_AUFGABE:_ Fassen Sie im Lesetext den Absatz, der mit „Conrad: Ja. Bis Ende November“ beginnt, kürzer zusammen, ohne seine wichtigsten Fakten wegzulassen.

_LESETEXT:_
--- --- ---

Magazin Wirtschaft: Herr Conrad, die Verkehrsbranche schaut leider noch pessimistischer in die nähere Zukunft als alle anderen Branchen außer dem Einzelhandel. Teilen Sie diese Einschätzung?
Porträbild Conrad
Timo Conrad, Geschäftsführender Gesellschafter der ERA Internationale Spedition GmbH, Kornwestheim und Mitglied im IHK-Verkehrsausschuss © Andreas Dalferth
Conrad: Ja. Bis Ende November hatten wir ein ­ordentliches Jahr. Unser größtes Problem waren die Transportkapazitäten und das Fachpersonal – wir waren froh, wenn wir alle Kunden bedienen konnten. Jetzt entspannt sich gerade das Fachkräfteproblem zumindest leicht, aber konjunkturell wird es seit Dezember schwieriger. Von Einbruch will ich noch nicht sprechen, aber man spürt überall erste Signale von Verhaltenheit und Verunsicherung. In der Automotive-Branche wird das besonders deutlich. Das merken wir 1:1.
Magazin Wirtschaft: Können Sie das irgendwie auffangen?

--- --- ---

Einträge im Datensatz:
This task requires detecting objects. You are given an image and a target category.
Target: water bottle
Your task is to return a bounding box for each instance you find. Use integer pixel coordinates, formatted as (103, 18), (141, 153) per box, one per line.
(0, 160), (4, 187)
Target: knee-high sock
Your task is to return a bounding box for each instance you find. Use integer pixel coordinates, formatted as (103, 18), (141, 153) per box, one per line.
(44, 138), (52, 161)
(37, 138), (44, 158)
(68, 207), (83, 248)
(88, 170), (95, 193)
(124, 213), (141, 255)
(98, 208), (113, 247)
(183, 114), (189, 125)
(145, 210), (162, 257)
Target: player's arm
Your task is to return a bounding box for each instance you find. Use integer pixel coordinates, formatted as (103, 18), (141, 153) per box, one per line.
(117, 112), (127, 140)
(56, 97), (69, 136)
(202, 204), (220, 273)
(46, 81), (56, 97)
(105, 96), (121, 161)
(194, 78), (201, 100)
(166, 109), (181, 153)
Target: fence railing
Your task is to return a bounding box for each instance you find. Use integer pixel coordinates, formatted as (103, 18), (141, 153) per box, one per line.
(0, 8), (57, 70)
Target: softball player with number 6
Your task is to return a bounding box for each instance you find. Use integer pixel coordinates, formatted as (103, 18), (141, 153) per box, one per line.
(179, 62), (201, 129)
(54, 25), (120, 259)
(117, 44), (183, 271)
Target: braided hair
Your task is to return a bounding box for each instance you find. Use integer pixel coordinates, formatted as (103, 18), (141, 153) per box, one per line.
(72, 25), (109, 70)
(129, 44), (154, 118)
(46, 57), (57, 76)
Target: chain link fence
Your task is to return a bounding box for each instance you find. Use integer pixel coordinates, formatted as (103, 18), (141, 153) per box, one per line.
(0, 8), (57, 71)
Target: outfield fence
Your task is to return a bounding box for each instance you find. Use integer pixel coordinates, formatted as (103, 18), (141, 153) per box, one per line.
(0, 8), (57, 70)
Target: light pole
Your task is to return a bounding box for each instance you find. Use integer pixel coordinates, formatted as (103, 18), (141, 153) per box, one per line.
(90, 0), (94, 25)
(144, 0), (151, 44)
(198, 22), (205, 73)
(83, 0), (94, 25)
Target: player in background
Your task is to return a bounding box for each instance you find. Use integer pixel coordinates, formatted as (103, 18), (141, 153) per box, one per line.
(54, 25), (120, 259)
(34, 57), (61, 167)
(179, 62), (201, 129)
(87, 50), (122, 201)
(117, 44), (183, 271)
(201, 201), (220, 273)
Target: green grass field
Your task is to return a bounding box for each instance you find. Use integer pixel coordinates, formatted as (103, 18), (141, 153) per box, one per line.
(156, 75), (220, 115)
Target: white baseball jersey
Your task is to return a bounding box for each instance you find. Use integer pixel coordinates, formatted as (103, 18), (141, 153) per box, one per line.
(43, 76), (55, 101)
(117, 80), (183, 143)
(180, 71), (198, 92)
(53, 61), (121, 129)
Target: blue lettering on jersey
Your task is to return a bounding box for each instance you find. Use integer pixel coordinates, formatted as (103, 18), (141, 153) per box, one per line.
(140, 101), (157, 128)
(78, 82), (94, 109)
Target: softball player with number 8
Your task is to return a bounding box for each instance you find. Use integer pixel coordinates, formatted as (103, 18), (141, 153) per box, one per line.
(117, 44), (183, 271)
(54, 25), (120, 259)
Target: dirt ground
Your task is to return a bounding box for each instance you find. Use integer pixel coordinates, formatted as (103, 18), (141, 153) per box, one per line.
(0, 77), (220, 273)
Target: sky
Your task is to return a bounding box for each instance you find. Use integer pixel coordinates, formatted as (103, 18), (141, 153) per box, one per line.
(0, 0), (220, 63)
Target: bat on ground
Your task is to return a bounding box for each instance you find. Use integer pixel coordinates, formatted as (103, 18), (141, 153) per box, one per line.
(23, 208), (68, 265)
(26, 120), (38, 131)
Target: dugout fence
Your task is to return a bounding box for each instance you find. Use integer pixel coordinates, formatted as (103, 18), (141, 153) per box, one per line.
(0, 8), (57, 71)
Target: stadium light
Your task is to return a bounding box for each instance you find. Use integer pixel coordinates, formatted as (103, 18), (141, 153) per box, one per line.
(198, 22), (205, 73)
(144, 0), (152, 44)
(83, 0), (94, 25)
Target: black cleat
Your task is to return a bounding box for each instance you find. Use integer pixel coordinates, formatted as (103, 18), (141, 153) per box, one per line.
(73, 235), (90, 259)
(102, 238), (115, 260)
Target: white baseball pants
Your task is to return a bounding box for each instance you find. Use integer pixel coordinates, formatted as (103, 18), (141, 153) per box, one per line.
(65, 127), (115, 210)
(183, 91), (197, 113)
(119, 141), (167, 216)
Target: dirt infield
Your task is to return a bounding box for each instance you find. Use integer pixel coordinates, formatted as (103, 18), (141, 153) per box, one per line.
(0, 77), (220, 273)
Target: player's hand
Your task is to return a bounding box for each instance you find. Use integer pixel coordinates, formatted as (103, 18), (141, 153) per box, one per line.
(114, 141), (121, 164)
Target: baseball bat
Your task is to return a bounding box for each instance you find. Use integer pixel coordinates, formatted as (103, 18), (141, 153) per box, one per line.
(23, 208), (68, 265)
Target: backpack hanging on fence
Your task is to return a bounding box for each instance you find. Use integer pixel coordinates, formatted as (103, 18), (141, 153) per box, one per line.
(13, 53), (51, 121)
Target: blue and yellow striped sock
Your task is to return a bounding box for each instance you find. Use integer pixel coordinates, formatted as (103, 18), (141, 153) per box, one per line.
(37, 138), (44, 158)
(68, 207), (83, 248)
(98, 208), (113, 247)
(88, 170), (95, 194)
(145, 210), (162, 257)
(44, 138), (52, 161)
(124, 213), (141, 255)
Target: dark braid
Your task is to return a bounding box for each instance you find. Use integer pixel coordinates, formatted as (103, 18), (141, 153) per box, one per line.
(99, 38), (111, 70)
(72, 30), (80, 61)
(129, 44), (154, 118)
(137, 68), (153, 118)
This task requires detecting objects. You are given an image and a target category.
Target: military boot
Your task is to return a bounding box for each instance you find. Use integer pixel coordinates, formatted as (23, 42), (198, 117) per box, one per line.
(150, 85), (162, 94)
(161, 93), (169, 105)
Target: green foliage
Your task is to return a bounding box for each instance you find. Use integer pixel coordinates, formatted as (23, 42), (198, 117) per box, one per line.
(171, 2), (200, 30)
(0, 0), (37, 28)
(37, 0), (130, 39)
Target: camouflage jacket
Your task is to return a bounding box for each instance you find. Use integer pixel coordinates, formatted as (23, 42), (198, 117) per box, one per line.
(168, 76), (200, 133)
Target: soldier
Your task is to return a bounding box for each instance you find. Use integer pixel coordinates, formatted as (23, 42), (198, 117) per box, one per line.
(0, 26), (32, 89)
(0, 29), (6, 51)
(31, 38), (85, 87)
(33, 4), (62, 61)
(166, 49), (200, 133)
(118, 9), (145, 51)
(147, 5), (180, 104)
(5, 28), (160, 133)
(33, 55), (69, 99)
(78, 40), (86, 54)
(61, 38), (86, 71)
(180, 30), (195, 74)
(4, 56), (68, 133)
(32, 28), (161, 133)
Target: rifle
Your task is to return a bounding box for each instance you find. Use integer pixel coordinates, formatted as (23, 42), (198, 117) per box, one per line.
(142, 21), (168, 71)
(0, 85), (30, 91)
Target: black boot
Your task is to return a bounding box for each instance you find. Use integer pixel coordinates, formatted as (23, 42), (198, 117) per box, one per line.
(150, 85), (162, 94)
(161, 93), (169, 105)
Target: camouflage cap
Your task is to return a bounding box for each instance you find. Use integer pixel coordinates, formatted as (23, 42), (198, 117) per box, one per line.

--- --- ---

_LÖSUNG:_ Conrad teilt die pessimistische Einschätzung. Bis Ende November verlief das Jahr ordentlich. Die größten Probleme waren damals die Transportkapazitäten und der Mangel an Fachpersonal. Das Fachkräfteproblem entspannt sich inzwischen leicht, doch seit Dezember wird die Konjunktur schwieriger. Einen Einbruch sieht er noch nicht, aber überall gibt es erste Anzeichen von Zurückhaltung und Verunsicherung. Besonders deutlich zeigt sich das in der Automotive-Branche, und sein Unternehmen spürt es unmittelbar.